▸ **REQUEST**: Transcribe every record that appears below, exactly and in full.
### WORKING DATA ###
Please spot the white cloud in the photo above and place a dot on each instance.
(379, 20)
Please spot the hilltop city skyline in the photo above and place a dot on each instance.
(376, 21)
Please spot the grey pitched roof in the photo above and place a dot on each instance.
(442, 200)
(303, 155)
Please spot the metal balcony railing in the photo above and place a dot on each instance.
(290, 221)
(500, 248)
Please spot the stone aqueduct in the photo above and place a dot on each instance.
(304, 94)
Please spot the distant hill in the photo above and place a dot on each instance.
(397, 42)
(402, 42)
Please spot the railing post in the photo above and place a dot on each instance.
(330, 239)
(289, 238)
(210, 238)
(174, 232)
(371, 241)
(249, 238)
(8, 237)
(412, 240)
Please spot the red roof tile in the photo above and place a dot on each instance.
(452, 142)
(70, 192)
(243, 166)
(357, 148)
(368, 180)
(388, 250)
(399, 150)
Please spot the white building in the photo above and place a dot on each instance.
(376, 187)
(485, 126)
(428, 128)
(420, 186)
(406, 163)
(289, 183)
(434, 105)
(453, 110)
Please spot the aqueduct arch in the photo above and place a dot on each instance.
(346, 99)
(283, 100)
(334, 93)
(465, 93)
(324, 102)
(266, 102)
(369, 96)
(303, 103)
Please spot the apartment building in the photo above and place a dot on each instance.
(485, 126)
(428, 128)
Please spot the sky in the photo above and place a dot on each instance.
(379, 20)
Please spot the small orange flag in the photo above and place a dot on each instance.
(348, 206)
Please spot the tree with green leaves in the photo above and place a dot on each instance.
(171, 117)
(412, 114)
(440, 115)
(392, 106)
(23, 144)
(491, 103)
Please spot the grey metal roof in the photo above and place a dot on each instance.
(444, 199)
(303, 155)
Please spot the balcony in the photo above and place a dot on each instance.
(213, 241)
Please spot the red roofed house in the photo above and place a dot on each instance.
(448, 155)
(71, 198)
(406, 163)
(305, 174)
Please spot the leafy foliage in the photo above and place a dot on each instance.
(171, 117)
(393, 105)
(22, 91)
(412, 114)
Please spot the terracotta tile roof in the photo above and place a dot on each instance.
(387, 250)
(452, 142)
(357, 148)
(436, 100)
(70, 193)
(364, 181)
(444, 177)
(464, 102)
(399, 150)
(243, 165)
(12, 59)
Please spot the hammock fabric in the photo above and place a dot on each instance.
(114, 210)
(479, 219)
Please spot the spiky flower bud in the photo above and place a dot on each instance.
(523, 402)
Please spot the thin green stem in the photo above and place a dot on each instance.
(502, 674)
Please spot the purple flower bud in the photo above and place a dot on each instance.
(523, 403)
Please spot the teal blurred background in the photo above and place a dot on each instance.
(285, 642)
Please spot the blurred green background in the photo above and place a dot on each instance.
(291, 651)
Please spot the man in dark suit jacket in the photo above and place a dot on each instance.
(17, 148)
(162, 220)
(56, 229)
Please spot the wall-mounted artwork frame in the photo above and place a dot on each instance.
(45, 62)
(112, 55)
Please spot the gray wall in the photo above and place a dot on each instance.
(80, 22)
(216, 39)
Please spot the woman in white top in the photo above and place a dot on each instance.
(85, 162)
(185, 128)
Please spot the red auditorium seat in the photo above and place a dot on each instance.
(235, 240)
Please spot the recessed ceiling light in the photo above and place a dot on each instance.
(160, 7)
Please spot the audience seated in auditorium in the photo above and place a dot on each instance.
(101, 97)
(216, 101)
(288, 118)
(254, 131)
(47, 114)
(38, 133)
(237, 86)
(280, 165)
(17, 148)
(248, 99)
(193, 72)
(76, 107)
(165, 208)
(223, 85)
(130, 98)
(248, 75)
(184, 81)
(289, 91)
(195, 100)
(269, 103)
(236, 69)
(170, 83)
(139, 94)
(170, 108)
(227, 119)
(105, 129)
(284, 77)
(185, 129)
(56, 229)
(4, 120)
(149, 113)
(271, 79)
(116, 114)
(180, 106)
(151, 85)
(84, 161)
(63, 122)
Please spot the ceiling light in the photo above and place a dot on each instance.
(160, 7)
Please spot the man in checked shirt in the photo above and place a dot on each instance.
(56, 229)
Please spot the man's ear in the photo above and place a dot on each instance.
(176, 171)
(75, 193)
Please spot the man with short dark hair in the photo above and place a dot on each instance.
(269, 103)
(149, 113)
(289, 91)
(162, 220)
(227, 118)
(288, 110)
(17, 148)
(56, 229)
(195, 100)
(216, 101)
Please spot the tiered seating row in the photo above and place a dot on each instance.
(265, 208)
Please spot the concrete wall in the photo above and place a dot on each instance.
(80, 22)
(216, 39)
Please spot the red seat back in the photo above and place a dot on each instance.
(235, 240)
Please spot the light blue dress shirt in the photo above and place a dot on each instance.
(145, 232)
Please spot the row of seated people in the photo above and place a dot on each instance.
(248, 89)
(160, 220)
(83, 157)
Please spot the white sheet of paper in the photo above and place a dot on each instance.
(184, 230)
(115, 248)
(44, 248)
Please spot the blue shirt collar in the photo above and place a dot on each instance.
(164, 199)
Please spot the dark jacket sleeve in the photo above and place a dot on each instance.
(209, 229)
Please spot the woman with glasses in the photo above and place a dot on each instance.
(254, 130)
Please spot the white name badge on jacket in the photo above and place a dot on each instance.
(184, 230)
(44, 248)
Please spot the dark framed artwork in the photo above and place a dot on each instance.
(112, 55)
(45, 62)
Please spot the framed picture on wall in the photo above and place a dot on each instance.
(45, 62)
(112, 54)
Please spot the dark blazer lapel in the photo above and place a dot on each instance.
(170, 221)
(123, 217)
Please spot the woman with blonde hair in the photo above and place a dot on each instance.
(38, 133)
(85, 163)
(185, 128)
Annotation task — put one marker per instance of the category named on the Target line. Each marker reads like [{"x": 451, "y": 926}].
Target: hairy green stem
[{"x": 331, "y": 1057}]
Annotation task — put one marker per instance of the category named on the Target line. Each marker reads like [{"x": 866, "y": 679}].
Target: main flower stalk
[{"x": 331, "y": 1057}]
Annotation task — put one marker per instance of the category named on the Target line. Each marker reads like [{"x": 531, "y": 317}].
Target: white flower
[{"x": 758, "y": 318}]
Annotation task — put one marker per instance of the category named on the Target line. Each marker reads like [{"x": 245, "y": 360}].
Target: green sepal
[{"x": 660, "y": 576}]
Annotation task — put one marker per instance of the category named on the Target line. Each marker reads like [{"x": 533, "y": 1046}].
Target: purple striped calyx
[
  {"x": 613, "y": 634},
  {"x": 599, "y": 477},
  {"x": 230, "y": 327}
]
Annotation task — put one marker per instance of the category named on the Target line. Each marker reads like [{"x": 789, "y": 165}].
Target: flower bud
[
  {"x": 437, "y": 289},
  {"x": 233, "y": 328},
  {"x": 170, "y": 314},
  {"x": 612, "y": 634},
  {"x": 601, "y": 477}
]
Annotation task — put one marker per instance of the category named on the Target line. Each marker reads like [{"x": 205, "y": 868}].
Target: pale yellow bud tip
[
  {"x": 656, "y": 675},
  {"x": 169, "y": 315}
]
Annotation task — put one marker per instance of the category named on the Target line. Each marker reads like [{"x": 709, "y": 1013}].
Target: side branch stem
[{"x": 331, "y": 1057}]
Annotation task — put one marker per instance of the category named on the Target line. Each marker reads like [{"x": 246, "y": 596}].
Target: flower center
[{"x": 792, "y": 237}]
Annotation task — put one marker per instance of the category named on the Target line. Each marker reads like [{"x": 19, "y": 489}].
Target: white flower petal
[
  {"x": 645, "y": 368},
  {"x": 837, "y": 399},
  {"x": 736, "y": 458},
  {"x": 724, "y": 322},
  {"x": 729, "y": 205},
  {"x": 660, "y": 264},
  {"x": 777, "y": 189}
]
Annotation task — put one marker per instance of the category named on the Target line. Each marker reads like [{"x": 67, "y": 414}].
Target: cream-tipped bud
###
▸ **WRITTEN SOLUTION**:
Please spot the white cloud in the photo above and place a dot on each instance.
(379, 20)
Please spot the hilltop city skyline in the photo above and place a dot on each instance.
(376, 21)
Please spot the grey pitched roof in the photo above and place a dot on each instance.
(442, 200)
(303, 155)
Please spot the metal balcony railing in the photo above and place a dot on each instance.
(290, 221)
(500, 248)
Please spot the stone aqueduct in the photo above and place a dot on each instance.
(304, 94)
Please spot the distant hill in the photo above and place a dot on each instance.
(397, 42)
(402, 42)
Please spot the railing post in the photo above and place a dot on each instance.
(330, 239)
(289, 238)
(210, 238)
(174, 232)
(371, 241)
(249, 238)
(8, 237)
(412, 240)
Please spot the red roof tile in the photo above and place a dot on each instance.
(452, 142)
(70, 192)
(243, 166)
(357, 148)
(368, 180)
(388, 250)
(399, 150)
Please spot the white building in the photo above and place a dot on each instance.
(376, 187)
(485, 126)
(428, 128)
(420, 186)
(406, 163)
(289, 183)
(434, 105)
(453, 110)
Please spot the aqueduct arch in the photo above and place a dot on each instance.
(346, 99)
(283, 100)
(334, 93)
(465, 93)
(324, 102)
(266, 102)
(369, 96)
(303, 103)
Please spot the apartment building in the photo above and place a dot on each instance.
(485, 126)
(428, 128)
Please spot the sky in the photo above and place a dot on each instance.
(379, 20)
Please spot the small orange flag in the photo above and place a dot on each instance.
(348, 206)
Please spot the tree with green leaves in the photo above and place a dot on each instance.
(171, 117)
(412, 114)
(440, 115)
(392, 106)
(23, 144)
(491, 103)
Please spot the grey metal roof in the photo above and place a dot on each instance.
(444, 199)
(303, 155)
Please spot the balcony in the photo above and place a dot on each instance.
(213, 241)
Please spot the red roofed house in the photo above and place a dot on each instance.
(448, 155)
(71, 198)
(406, 163)
(305, 174)
Please spot the leafy foliage in the photo above and place a dot on each instance.
(171, 117)
(393, 105)
(22, 91)
(412, 114)
Please spot the terracotta tile roof in the photo above and place a dot on each instance.
(387, 250)
(452, 142)
(357, 148)
(436, 100)
(70, 193)
(364, 181)
(444, 177)
(464, 102)
(399, 150)
(243, 165)
(12, 59)
Please spot the hammock fabric in the photo above and place a dot on each instance.
(114, 210)
(479, 219)
Please spot the spiky flower bud in the photo above and place a dot on each instance.
(523, 402)
Please spot the thin green stem in the photo above and place a dot on each instance.
(502, 674)
Please spot the purple flower bud in the photo above and place a dot on each instance.
(523, 403)
Please spot the teal blurred background in the photo above and place a dot on each instance.
(285, 642)
Please spot the blurred green background in the photo above and place a dot on each instance.
(291, 651)
Please spot the man in dark suit jacket in the photo above and place a dot on each instance.
(17, 148)
(162, 220)
(56, 229)
Please spot the wall-mounted artwork frame in the photo above and place a dot on each instance.
(45, 62)
(112, 55)
Please spot the gray wall in the photo above and place a dot on each instance.
(80, 22)
(216, 39)
Please spot the woman in white top in the photo above and place a dot on each instance.
(85, 162)
(185, 128)
Please spot the red auditorium seat in the photo above and place a dot on each instance.
(235, 240)
Please spot the recessed ceiling light in the photo above and place a dot on each instance.
(160, 7)
Please spot the audience seated in auditorium in the photo above and place a dot on each instance.
(101, 97)
(216, 101)
(288, 118)
(254, 131)
(47, 114)
(38, 133)
(237, 86)
(280, 165)
(17, 148)
(248, 99)
(193, 72)
(76, 107)
(165, 208)
(223, 85)
(130, 98)
(248, 75)
(184, 81)
(289, 91)
(195, 100)
(269, 103)
(236, 69)
(170, 83)
(139, 94)
(170, 108)
(227, 119)
(105, 129)
(284, 77)
(185, 129)
(56, 229)
(4, 120)
(149, 113)
(271, 79)
(116, 114)
(180, 106)
(151, 85)
(84, 161)
(63, 122)
Please spot the ceiling light in the photo above and place a dot on each instance.
(160, 7)
Please spot the man in checked shirt in the photo above and place a dot on each instance.
(56, 229)
Please spot the man's ear in the photo above and place a dot on each instance.
(176, 171)
(75, 193)
Please spot the man with short dark hair in the photo above and place a dot on each instance.
(269, 103)
(149, 113)
(289, 91)
(162, 220)
(227, 118)
(288, 110)
(17, 148)
(56, 229)
(195, 100)
(216, 101)
Please spot the tiered seating row in the photo above and place a dot on each instance.
(265, 208)
Please spot the concrete wall in the photo above and place a dot on each instance.
(80, 22)
(216, 39)
Please spot the red seat back in the photo above and place a dot on each instance.
(235, 240)
Please spot the light blue dress shirt in the photo above and place a dot on each instance.
(145, 232)
Please spot the row of seated people in the photo above and place a dot on each instance.
(248, 89)
(160, 220)
(83, 157)
Please spot the white sheet of paper in the photo above and place a dot on each instance.
(184, 230)
(115, 248)
(44, 248)
Please spot the blue shirt collar in the photo above and place a dot on each instance.
(164, 199)
Please spot the dark jacket sleeve in the photo above and place a dot on each instance.
(209, 229)
Please spot the woman with glasses in the photo above and place a dot on each instance.
(254, 130)
Please spot the white name badge on jacket in the photo above and place a dot on each instance.
(184, 230)
(44, 248)
Please spot the dark framed artwork in the photo above and place a dot on each instance.
(112, 55)
(45, 62)
Please spot the framed picture on wall in the photo above and place a dot on each instance.
(45, 62)
(112, 54)
Please spot the dark blazer lapel in the photo above and place a dot on each instance.
(170, 221)
(123, 217)
Please spot the woman with blonde hair in the photo above and place a dot on each instance.
(38, 133)
(85, 163)
(185, 128)
Annotation task — put one marker per instance of the category named on the Target line. Each marker reads like [{"x": 451, "y": 926}].
Target: hairy green stem
[{"x": 331, "y": 1057}]
Annotation task — put one marker per instance of the category named on the Target line. Each marker reads like [{"x": 866, "y": 679}].
Target: main flower stalk
[{"x": 331, "y": 1057}]
Annotation task — put one marker per instance of the category named on the Target line. Each marker reads like [{"x": 531, "y": 317}].
Target: white flower
[{"x": 758, "y": 318}]
Annotation task — put one marker per instance of the category named on the Target line. Each marker reads like [{"x": 245, "y": 360}].
Target: green sepal
[{"x": 660, "y": 576}]
Annotation task — put one marker per instance of the category named on the Target line. Each marker reads like [{"x": 533, "y": 1046}].
Target: purple striped calyx
[
  {"x": 613, "y": 634},
  {"x": 599, "y": 477},
  {"x": 230, "y": 327}
]
Annotation task — put one marker per instance of the category named on the Target line. Each marker reads like [{"x": 789, "y": 165}].
Target: flower bud
[
  {"x": 437, "y": 289},
  {"x": 233, "y": 328},
  {"x": 170, "y": 314},
  {"x": 612, "y": 634},
  {"x": 601, "y": 477}
]
Annotation task — put one marker per instance of the category named on the Target line. Each marker reads like [{"x": 205, "y": 868}].
Target: pale yellow bud tip
[
  {"x": 656, "y": 675},
  {"x": 169, "y": 315}
]
Annotation task — put one marker per instance of the category named on the Target line. Each marker reads like [{"x": 709, "y": 1013}].
Target: side branch stem
[{"x": 331, "y": 1057}]
Annotation task — put one marker per instance of the category named on the Target line. Each marker reads like [{"x": 246, "y": 596}].
Target: flower center
[{"x": 792, "y": 237}]
Annotation task — put one marker per instance of the category named on the Target line. Each marker reads like [{"x": 19, "y": 489}].
Target: white flower petal
[
  {"x": 645, "y": 368},
  {"x": 837, "y": 399},
  {"x": 736, "y": 458},
  {"x": 724, "y": 322},
  {"x": 729, "y": 205},
  {"x": 660, "y": 264},
  {"x": 777, "y": 189}
]
Annotation task — put one marker per instance of the category named on the Target line. Each marker reads like [{"x": 67, "y": 414}].
Target: cream-tipped bud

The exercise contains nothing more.